→ Records for processing:
= = = = =

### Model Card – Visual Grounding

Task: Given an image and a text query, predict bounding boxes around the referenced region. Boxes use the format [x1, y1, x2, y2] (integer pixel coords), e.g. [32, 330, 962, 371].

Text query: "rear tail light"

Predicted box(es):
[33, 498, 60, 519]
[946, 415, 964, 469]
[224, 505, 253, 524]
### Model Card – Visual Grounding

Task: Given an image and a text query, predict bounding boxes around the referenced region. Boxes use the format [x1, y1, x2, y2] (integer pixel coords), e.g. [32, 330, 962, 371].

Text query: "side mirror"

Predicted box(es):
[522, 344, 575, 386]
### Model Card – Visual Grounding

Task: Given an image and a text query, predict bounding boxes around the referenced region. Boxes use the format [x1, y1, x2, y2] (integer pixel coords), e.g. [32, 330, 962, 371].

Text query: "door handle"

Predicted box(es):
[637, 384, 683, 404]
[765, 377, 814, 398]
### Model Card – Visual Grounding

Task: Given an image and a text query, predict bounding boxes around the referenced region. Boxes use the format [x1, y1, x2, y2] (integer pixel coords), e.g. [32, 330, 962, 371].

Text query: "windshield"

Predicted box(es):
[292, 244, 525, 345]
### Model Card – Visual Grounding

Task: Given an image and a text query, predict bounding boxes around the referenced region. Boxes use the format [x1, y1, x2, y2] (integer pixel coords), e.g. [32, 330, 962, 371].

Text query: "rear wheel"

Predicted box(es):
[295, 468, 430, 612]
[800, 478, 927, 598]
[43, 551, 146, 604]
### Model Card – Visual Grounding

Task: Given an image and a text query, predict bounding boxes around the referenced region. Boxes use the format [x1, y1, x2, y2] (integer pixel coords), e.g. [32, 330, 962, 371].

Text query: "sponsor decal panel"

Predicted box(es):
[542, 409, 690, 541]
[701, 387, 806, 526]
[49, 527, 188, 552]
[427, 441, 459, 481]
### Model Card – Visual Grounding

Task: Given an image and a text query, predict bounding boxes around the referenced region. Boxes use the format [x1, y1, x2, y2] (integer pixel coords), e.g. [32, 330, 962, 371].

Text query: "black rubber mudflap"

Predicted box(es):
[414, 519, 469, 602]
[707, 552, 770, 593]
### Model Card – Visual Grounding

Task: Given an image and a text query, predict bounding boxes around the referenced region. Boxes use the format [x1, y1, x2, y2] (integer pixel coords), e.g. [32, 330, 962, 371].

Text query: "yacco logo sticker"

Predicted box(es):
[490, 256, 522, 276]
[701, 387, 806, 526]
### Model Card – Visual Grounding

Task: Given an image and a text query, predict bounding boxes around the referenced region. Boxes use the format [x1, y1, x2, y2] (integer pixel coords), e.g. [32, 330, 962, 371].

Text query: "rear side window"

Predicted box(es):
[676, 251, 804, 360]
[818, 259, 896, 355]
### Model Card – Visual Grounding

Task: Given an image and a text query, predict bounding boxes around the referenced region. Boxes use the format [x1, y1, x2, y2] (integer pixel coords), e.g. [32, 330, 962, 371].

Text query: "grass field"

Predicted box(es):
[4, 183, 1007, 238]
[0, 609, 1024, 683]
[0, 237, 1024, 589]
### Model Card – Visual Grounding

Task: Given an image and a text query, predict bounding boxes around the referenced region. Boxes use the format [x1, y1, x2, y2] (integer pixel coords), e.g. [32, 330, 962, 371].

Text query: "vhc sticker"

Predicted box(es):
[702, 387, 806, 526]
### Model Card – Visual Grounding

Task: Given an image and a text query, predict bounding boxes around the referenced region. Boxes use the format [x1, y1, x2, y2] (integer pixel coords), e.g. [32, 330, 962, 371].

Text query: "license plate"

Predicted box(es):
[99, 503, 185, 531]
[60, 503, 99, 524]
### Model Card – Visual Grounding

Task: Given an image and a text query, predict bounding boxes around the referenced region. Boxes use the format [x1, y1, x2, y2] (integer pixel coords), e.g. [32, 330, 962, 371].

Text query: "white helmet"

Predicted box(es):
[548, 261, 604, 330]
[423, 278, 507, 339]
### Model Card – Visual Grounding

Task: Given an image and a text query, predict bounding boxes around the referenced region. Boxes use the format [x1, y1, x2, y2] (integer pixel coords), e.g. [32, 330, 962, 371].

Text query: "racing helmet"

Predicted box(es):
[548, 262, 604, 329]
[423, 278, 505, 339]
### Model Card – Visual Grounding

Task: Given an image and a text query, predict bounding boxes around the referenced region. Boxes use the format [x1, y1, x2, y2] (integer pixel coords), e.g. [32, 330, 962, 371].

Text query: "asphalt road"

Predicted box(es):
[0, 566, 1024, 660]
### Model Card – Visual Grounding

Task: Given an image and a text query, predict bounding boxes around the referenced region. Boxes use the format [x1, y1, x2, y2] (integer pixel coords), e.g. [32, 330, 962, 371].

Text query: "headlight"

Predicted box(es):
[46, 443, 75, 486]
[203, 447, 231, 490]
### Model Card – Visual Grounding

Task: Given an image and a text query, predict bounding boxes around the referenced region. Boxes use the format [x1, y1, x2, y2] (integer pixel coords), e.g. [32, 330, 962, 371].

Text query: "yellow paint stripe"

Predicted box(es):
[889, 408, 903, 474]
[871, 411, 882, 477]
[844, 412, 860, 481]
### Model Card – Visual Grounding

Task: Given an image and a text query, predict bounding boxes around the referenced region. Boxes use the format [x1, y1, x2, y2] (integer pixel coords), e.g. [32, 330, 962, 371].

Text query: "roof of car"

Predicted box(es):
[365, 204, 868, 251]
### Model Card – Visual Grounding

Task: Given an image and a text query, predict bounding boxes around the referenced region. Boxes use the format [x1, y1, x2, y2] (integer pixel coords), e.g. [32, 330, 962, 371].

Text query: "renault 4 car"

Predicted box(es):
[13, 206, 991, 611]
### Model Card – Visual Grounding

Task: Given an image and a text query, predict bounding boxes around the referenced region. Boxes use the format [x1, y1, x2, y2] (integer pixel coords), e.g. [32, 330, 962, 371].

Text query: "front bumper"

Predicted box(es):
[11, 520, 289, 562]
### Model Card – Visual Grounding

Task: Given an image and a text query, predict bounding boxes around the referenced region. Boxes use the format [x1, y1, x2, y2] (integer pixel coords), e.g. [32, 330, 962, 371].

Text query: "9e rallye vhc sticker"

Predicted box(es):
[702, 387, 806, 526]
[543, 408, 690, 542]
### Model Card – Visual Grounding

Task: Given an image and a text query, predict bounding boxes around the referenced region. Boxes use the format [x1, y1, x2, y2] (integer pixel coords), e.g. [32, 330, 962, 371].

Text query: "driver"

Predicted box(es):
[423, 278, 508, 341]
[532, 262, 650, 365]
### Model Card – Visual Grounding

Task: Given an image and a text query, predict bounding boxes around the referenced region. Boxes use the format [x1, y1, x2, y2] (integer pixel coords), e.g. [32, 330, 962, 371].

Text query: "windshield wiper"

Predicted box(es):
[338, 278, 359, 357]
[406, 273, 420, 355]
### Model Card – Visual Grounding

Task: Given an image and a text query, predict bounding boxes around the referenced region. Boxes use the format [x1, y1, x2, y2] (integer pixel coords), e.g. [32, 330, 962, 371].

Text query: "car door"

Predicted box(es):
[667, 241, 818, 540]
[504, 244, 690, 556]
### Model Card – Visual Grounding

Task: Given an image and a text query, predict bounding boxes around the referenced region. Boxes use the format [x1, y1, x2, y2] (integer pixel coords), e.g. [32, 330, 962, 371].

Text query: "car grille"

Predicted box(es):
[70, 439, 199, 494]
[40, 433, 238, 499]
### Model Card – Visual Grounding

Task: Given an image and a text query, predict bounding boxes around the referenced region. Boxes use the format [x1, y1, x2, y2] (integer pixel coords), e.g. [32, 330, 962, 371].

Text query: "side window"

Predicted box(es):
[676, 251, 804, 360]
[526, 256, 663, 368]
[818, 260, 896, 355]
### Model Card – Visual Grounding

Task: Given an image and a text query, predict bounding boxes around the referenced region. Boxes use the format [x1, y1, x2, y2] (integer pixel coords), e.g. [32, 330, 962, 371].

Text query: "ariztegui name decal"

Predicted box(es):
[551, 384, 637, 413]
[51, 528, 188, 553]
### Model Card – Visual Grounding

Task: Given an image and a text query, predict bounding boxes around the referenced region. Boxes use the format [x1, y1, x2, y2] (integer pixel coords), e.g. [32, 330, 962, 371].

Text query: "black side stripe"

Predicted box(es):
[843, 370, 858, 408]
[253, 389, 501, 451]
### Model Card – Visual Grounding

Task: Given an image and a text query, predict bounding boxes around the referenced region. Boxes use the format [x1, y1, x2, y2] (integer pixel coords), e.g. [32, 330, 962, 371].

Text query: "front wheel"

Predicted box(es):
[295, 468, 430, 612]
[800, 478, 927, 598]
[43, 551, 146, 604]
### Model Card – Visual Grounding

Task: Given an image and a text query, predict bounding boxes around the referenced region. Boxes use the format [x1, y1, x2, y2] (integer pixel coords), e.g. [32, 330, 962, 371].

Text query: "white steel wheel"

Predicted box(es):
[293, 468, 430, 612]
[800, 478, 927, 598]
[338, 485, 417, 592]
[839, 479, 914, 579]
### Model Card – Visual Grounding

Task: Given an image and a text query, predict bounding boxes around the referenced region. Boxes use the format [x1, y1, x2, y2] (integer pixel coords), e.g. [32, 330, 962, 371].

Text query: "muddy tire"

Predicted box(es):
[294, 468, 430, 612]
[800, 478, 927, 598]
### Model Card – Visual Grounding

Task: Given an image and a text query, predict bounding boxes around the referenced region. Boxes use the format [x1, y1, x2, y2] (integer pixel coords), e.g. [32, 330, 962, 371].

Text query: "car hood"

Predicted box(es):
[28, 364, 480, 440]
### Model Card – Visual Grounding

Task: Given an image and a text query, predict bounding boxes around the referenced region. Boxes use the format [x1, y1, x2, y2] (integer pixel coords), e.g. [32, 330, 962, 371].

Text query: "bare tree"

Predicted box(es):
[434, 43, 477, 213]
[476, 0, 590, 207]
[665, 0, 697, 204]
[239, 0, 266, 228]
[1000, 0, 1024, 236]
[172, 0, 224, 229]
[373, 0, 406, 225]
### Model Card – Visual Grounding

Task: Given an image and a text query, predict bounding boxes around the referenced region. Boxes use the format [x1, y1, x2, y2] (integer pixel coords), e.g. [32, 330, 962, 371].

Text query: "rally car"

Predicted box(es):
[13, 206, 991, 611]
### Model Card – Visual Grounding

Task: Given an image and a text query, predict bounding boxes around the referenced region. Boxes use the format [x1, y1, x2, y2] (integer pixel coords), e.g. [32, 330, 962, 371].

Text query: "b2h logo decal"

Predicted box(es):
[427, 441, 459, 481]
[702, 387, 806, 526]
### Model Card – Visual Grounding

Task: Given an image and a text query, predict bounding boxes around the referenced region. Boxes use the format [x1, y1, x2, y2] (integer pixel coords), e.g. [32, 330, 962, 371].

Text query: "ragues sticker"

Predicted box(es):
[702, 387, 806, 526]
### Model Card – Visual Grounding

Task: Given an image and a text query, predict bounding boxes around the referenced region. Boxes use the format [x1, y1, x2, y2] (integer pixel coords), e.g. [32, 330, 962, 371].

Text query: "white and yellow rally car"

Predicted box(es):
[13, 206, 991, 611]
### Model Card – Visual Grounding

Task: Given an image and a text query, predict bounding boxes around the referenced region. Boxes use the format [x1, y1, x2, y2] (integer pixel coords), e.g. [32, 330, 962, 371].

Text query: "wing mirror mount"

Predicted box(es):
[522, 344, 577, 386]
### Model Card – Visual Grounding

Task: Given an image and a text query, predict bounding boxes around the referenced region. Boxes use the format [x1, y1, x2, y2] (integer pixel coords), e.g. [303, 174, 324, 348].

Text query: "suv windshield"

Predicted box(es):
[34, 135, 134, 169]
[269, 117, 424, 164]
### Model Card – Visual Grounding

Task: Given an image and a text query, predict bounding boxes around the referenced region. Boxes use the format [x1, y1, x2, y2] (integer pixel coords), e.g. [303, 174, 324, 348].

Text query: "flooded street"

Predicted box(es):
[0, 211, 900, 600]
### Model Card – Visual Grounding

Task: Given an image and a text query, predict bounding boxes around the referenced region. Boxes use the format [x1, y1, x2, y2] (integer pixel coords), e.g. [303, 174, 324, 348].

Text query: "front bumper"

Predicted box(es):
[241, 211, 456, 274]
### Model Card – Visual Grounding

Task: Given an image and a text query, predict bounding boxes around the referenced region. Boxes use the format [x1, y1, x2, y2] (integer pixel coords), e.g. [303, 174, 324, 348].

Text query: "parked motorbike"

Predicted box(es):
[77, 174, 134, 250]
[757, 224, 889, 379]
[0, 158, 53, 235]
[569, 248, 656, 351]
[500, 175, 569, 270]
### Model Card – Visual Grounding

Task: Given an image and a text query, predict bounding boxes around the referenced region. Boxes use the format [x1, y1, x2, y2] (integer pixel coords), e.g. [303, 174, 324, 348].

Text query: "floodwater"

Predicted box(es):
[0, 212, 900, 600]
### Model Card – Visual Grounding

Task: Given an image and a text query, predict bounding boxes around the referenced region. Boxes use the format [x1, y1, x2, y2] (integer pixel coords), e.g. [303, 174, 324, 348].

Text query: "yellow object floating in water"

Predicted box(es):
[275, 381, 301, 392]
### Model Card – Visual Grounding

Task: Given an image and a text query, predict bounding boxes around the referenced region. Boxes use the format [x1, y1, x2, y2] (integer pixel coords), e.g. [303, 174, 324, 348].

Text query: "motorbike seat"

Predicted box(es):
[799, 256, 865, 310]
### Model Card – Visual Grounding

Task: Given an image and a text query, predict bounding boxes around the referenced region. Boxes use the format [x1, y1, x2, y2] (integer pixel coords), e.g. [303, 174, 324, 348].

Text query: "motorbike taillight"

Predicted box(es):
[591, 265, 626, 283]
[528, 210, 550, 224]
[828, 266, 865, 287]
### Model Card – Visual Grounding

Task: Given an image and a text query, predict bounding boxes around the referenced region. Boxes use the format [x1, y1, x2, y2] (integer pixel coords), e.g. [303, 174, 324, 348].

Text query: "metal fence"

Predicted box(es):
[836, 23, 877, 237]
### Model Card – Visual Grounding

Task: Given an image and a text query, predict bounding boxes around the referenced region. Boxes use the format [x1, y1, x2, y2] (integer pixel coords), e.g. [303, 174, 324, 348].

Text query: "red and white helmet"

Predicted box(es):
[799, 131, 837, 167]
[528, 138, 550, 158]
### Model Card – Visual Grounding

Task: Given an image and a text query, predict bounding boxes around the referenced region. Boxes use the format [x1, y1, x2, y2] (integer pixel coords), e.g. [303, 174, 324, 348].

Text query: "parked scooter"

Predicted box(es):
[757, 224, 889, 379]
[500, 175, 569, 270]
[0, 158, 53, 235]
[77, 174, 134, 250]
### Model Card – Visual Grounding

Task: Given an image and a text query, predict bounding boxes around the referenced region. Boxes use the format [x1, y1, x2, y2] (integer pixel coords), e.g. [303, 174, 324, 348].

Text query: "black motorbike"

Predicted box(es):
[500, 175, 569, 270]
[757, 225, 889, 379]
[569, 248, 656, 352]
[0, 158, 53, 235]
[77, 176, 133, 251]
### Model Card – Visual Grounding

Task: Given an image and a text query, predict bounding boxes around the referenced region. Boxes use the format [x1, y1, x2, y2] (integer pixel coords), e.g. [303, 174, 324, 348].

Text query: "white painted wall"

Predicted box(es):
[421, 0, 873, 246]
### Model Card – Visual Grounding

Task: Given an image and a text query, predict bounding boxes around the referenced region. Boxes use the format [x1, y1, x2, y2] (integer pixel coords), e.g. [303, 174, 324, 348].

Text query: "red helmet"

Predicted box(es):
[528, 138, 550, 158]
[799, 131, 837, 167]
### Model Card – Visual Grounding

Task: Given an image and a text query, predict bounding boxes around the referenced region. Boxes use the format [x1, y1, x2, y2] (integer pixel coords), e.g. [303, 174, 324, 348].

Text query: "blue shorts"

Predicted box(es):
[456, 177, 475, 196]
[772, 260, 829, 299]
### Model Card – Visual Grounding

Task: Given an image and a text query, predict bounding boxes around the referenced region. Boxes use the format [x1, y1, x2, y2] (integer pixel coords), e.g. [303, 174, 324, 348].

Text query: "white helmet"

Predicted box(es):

= = = = =

→ Problem to solve:
Recast the lines as a numbered list, from the first line through the line containing "[765, 377, 814, 398]", leaving out any blank lines.

→ Correct result:
1. ### Model Card – Visual Grounding
2. Task: Given an image and a text query, predict bounding boxes around the referenced region. Boxes use the format [x1, y1, x2, y2] (integer pixel coords), e.g. [32, 330, 962, 371].
3. Text query: "rear tail light"
4. Predicted box(es):
5. [33, 498, 60, 519]
6. [946, 415, 964, 469]
7. [224, 505, 253, 524]
8. ### Model Card – Visual Grounding
9. Task: Given an image and a text query, predict bounding boxes around the referenced region. Boxes use the format [x1, y1, x2, y2] (integer pixel coords), e.g. [32, 330, 962, 371].
10. Text query: "side mirror"
11. Predicted box(es):
12. [522, 344, 575, 386]
13. ### Model Card – Visual Grounding
14. Task: Given an image and a text query, predict bounding boxes around the referenced region. Boxes use the format [x1, y1, x2, y2] (integer pixel coords), e.g. [32, 330, 962, 371].
15. Text query: "door handle"
16. Predicted box(es):
17. [637, 384, 683, 404]
18. [765, 377, 814, 398]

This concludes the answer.